Exercise brief
Reproduce each record in the listing below exactly as written.

Data for processing
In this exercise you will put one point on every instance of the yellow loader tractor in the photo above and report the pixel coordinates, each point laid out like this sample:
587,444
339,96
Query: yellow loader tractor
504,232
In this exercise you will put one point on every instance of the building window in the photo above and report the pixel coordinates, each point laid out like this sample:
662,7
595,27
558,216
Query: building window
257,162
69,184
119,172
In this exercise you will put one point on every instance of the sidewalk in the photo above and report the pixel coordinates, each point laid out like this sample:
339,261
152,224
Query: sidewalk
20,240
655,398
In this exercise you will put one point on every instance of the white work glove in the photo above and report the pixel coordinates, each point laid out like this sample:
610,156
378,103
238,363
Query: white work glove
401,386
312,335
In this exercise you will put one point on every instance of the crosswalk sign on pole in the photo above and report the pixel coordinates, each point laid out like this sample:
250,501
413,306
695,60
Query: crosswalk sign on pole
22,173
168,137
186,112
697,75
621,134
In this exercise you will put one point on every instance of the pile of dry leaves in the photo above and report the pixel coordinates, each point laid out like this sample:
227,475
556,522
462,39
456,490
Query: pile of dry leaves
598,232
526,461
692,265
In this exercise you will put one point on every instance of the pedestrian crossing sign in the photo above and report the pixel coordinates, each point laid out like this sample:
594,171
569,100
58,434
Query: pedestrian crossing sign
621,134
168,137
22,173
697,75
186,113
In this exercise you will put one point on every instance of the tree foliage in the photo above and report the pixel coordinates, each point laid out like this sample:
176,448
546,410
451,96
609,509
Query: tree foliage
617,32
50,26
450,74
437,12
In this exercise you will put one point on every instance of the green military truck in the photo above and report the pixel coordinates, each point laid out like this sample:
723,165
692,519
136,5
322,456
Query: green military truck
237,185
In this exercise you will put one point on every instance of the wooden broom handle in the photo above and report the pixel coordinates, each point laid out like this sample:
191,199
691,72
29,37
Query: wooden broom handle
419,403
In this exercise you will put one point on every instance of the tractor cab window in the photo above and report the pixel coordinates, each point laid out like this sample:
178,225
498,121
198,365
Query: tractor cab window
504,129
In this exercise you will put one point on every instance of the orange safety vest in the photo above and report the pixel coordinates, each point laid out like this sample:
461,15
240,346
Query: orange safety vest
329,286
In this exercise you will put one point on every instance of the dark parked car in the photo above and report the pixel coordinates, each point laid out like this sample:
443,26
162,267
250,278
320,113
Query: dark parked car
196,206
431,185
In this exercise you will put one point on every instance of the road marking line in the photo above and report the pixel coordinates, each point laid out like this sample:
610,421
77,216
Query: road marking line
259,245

Written answer
In this exercise you will put one point on every instance of the yellow loader tractor in the photo above and report the pixel coordinates, each point laid out like this sample:
587,444
339,96
Query: yellow loader tractor
504,232
In this exercise you will put one point on every instance of the building window in the photo above and report the pixel coordinates, each point laid out like this sample:
662,7
595,27
558,216
Query: building window
257,162
69,184
119,172
In this exercise you will put one point on every instance of the sidewalk in the photo above and report the pixel coordinates, each point laid out like this sample:
339,261
152,224
Query: sidewalk
20,240
655,398
In this exercise you will put one point on every instance of the white work glove in the photo above and report the pixel coordinates, each point laid out like this sample:
610,156
378,103
238,363
Query: white work glove
401,386
312,335
In this exercise you will put one point on every instance of the crosswalk sign on pole in the photo above and report the pixel coordinates, each point laid out like this sample:
250,501
413,306
695,60
Query: crosswalk sign on pole
22,173
168,137
186,112
697,75
621,134
In this exercise you will put one point on every instance of the pile of dry leaves in the photo above and report the pixel coordinates, each point laid out like this sample:
227,475
556,522
462,39
456,490
Query: pile of dry leaves
598,232
526,461
692,265
In this exercise you will put one point on every instance of the pedestrian crossing sign in the photo above and report the pixel coordinates, each point laid out like this sample:
594,171
569,100
58,434
Query: pedestrian crossing sign
621,134
168,137
22,173
697,75
186,113
In this exercise you will put one point on every instance of the tree foliage in the photo above and report the pixel coordinates, each point laid out like this sample:
176,448
546,410
451,96
609,509
Query: tree foliage
617,32
50,26
450,74
437,12
In this exercise you will put one point on every instance of the green military truck in the photo above and report the pixel coordinates, each point laid out like this sample:
723,165
692,519
136,5
322,456
Query: green military truck
237,185
In this exercise you will put one point on every instance of the wooden broom handle in the photo above and report the pixel coordinates, each point laid out like this sample:
191,199
691,72
29,37
Query: wooden broom handle
419,403
In this exercise you will put one point on every instance of the tractor cab window in the photo above and report the pixel coordinates, each point laid out like this sample:
178,225
498,121
198,365
Query: tractor cab window
504,129
In this exercise you will put one point on every instance of the orange safety vest in the photo above and report the pixel coordinates, each point laid out like this sample:
461,15
240,346
Query: orange safety vest
329,286
In this exercise you will put one point on every instance of the dark parked car in the photo above and report the pixel coordinates, each point laid out like this sample:
443,26
162,267
250,278
320,113
Query: dark parked car
196,206
431,185
In this exercise you will put one point on every instance of the road marking line in the photo above and report the pixel coordinates, each point laid out like this sample:
610,421
77,216
Query: road marking line
259,245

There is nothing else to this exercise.